*** Opening EXTRACT TO READ ***

2016 Top Stories #1: SNAP fraud scandal at HSD

In April, five employees of the state agency that processes key federal benefits to the poor made explosive testimonies in court—that their bosses instructed them to doctor emergency food aid applications to hurt the very people they’re supposed to help. The following month, four more Human Services Department employees added their voices to the allegations. […]

2016 Top Stories #1: SNAP fraud scandal at HSD

In April, five employees of the state agency that processes key federal benefits to the poor made explosive testimonies in court—that their bosses instructed them to doctor emergency food aid applications to hurt the very people they’re supposed to help.

The following month, four more Human Services Department employees added their voices to the allegations. Then, three top state officials were called to the stand and pleaded the Fifth, refusing to answer nearly 100 total questions about their role in the scandal.

Previously: Top ten stories of 2016: 10-6; #5: NM Dems buck national trend, retake House#4: Demesia Padilla resigns#3: AG clears final behavioral health providers#2: State budget situation worsens

“In my opinion, we’re cheating those families,” Angela Dominguez, one of the HSD employees, said in her court testimony.

*** Closing EXTRACT TO READ ***
*** Opening SUPPLIED ENTRIES ***

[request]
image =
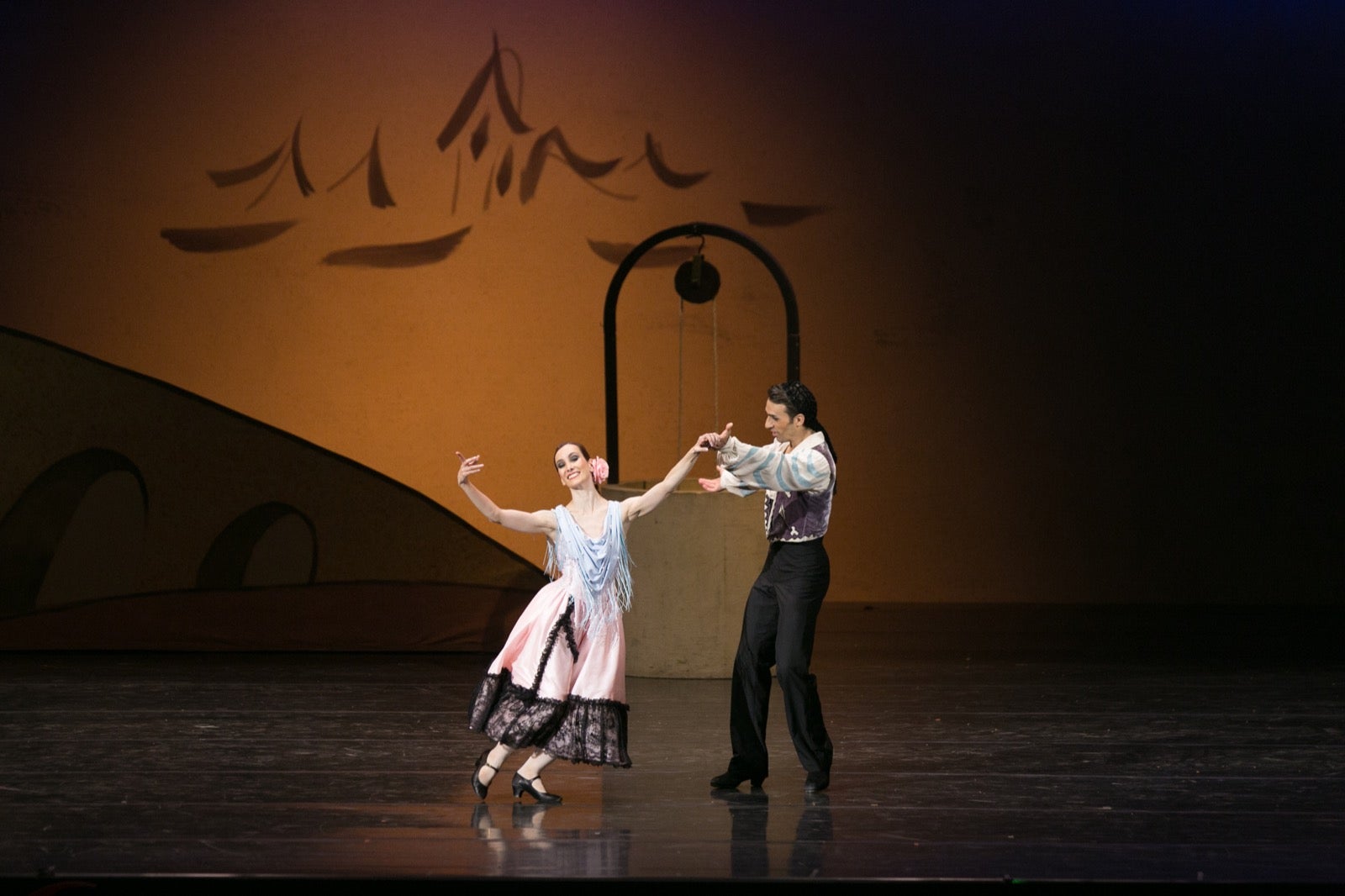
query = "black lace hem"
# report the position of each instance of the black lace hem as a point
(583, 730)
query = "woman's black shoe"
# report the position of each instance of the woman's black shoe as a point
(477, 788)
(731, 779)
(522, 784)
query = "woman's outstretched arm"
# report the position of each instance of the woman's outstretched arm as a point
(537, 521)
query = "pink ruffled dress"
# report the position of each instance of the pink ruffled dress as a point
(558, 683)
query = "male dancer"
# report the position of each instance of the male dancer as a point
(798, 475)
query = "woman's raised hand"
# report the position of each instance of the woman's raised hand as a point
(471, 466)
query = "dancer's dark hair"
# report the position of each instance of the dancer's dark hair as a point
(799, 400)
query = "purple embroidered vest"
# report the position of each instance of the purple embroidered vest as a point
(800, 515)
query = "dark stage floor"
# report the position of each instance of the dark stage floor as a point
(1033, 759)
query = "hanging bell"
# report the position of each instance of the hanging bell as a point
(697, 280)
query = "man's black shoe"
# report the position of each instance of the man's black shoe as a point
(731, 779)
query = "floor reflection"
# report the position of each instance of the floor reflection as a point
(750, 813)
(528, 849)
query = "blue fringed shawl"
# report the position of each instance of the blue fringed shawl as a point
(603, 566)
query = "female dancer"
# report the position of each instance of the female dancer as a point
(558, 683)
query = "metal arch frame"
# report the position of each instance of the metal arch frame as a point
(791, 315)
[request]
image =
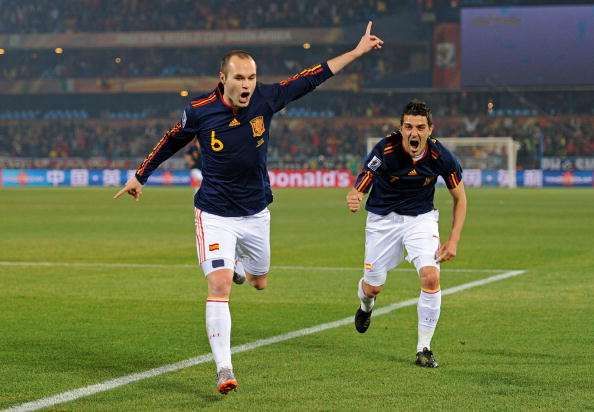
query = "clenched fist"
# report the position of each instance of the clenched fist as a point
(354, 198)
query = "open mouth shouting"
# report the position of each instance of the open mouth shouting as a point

*** Closing SUPPLIED ENTRIES ***

## WHAT IS EXPECTED
Extract, word for word, the passage of the SNAP fraud article that opens with the words containing "Previously: Top ten stories" and closes with "her court testimony.". The items have no connection to the SNAP fraud article.

## RESPONSE AREA
Previously: Top ten stories of 2016: 10-6; #5: NM Dems buck national trend, retake House#4: Demesia Padilla resigns#3: AG clears final behavioral health providers#2: State budget situation worsens

“In my opinion, we’re cheating those families,” Angela Dominguez, one of the HSD employees, said in her court testimony.